• WHAT YOU ARE ASKED TO DO: Your task is to return the span of lines beginning at the one with "of the street" and ending at the last line of the data, exactly as it stands.

+++ GIVEN RECORDS +++

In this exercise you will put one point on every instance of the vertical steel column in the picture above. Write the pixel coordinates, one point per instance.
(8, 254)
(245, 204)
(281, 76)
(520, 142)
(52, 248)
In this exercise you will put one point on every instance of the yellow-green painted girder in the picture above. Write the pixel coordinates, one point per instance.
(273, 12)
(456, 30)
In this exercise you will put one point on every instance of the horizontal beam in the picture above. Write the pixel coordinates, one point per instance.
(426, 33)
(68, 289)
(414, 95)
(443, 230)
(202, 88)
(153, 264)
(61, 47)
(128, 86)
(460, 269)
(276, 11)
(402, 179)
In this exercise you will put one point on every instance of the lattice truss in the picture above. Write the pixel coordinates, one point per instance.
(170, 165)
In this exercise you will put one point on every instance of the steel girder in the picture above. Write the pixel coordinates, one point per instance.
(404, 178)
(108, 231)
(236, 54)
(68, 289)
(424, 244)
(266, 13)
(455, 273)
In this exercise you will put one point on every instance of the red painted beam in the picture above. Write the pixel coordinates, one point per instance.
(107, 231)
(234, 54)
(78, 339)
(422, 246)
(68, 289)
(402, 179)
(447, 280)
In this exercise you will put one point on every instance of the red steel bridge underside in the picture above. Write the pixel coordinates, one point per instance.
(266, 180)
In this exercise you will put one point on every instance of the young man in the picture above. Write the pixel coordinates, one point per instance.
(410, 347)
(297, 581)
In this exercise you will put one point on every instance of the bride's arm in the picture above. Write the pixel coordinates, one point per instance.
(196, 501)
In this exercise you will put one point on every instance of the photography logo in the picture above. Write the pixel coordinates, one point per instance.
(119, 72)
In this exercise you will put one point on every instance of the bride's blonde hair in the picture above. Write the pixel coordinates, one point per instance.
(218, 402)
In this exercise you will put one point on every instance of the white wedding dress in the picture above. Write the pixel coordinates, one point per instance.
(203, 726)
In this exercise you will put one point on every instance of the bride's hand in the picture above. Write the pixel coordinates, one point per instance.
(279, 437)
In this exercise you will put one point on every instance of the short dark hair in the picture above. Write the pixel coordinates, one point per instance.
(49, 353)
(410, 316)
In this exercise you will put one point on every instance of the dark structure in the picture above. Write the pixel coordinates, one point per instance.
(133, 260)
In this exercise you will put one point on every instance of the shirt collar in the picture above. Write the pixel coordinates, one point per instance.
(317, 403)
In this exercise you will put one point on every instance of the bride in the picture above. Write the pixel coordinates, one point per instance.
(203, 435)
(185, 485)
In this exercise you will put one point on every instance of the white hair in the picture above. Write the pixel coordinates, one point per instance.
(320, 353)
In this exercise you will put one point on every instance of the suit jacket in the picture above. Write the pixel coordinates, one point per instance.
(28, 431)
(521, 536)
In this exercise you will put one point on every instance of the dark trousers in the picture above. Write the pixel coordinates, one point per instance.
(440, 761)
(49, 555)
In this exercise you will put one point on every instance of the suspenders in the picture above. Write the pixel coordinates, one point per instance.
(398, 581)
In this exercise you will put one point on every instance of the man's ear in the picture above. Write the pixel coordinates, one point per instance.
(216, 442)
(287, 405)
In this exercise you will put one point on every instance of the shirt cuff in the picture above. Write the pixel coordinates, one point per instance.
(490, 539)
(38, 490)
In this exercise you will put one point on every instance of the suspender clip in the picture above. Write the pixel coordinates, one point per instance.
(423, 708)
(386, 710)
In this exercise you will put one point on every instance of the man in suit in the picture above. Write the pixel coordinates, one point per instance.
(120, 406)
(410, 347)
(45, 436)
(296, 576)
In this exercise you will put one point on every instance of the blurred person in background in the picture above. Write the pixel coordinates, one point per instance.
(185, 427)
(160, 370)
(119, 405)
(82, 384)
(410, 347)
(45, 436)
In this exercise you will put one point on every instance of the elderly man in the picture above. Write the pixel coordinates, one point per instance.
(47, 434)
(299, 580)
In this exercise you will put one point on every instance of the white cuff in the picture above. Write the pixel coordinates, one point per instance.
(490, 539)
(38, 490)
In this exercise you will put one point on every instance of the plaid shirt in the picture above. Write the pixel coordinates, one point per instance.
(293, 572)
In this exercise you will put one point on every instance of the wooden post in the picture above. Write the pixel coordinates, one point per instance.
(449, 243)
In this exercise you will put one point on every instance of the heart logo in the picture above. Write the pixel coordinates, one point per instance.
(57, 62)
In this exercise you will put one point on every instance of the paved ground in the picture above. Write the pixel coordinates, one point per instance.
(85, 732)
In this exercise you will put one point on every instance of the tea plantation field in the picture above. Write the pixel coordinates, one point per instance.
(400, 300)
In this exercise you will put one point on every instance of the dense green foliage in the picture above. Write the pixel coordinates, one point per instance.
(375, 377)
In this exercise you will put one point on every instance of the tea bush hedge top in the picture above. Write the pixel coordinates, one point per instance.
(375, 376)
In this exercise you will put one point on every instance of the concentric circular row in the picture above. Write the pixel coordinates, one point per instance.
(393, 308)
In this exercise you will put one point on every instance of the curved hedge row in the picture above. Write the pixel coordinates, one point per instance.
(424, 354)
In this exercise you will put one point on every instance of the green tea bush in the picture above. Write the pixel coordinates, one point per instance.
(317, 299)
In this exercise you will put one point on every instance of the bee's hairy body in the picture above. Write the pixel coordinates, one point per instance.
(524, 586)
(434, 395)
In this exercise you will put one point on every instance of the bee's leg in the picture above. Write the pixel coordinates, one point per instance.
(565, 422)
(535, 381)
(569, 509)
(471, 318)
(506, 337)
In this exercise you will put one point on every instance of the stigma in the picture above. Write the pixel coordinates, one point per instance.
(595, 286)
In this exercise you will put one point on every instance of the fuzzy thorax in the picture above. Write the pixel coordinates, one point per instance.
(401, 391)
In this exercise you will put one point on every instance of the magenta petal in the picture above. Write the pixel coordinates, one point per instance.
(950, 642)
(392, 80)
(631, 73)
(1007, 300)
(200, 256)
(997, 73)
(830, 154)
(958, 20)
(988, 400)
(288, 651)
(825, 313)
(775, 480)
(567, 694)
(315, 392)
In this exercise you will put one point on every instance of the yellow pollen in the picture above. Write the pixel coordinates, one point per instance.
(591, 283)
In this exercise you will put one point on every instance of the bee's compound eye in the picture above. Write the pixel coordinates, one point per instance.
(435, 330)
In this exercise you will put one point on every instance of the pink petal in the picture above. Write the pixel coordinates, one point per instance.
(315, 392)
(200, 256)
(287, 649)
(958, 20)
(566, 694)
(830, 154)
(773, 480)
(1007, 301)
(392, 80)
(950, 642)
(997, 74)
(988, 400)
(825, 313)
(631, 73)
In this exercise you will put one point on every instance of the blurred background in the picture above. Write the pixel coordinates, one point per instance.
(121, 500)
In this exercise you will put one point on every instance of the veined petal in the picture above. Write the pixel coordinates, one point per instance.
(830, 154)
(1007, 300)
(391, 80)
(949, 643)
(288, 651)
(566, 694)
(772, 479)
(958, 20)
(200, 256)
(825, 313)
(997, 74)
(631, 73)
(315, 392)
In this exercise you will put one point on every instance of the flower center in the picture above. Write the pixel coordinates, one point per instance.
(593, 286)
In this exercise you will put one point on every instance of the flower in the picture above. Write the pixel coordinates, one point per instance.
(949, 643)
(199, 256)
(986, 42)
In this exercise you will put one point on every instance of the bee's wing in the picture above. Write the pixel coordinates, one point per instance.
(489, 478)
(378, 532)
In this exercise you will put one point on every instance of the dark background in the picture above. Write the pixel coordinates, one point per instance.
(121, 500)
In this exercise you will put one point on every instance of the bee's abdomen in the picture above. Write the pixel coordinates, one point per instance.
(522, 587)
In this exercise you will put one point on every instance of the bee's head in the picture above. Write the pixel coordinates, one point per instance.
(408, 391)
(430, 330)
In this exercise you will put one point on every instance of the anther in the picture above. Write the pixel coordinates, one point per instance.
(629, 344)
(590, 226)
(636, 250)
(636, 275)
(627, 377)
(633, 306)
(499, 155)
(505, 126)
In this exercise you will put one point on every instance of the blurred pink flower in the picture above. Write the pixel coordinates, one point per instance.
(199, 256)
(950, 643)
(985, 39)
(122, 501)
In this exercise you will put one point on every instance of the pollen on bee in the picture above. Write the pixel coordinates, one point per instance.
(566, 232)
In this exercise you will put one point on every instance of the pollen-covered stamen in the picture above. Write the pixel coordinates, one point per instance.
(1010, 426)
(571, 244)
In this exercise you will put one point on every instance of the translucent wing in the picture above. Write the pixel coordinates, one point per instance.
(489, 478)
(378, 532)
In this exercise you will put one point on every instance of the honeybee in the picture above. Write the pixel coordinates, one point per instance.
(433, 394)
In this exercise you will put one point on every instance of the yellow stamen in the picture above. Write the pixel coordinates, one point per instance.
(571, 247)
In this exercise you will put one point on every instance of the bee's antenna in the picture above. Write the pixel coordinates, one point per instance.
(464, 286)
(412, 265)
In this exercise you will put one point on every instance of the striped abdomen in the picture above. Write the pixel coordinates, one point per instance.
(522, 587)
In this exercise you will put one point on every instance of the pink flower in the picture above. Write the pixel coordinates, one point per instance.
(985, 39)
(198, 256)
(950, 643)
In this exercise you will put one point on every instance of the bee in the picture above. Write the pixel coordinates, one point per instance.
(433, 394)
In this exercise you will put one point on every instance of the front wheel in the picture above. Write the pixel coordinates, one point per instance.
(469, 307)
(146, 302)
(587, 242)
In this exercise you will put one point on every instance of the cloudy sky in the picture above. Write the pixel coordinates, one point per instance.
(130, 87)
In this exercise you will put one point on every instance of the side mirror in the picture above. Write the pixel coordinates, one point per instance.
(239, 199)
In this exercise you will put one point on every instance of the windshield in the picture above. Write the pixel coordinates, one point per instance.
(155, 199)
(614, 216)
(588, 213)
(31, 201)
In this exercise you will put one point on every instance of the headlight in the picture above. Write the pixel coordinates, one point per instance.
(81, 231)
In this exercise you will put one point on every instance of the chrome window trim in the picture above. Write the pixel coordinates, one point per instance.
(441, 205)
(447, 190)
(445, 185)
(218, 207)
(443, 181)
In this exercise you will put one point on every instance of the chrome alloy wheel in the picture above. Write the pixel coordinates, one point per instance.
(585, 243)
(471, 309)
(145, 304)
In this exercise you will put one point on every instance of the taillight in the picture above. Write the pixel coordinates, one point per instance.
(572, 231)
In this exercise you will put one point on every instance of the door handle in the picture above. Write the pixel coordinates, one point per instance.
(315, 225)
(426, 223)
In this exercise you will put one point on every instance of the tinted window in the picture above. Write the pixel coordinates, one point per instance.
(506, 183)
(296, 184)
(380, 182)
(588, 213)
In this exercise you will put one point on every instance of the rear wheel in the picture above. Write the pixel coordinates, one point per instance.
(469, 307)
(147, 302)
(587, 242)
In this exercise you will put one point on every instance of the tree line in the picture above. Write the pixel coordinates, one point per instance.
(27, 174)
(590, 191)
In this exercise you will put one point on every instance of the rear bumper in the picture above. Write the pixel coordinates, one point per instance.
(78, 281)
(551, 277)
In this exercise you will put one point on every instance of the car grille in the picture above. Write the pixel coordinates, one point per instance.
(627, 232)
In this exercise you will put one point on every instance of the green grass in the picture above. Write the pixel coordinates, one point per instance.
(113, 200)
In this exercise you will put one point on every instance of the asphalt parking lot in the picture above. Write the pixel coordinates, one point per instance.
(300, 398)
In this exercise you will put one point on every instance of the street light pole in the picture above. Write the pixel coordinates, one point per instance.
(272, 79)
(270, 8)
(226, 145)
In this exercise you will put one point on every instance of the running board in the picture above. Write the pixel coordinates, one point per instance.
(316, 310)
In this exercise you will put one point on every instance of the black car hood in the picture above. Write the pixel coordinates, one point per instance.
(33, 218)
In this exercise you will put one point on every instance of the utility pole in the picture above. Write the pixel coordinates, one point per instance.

+++

• RESPONSE TO THE EXERCISE:
In this exercise you will put one point on every instance of the street light pole in the picture above. Write the pixel coordinates, one point per instance.
(272, 79)
(270, 8)
(226, 145)
In this exercise you will put one point on every instance of the running board in the picture above. Write the pixel coordinates, one point per instance.
(316, 310)
In this exercise you will put one point on every instance of the black car hood in the picture above. Write the pixel coordinates, one point per instance.
(33, 218)
In this exercise you will put one point on every instance of the utility pole in the picture above. Write the pixel coordinates, one point per instance.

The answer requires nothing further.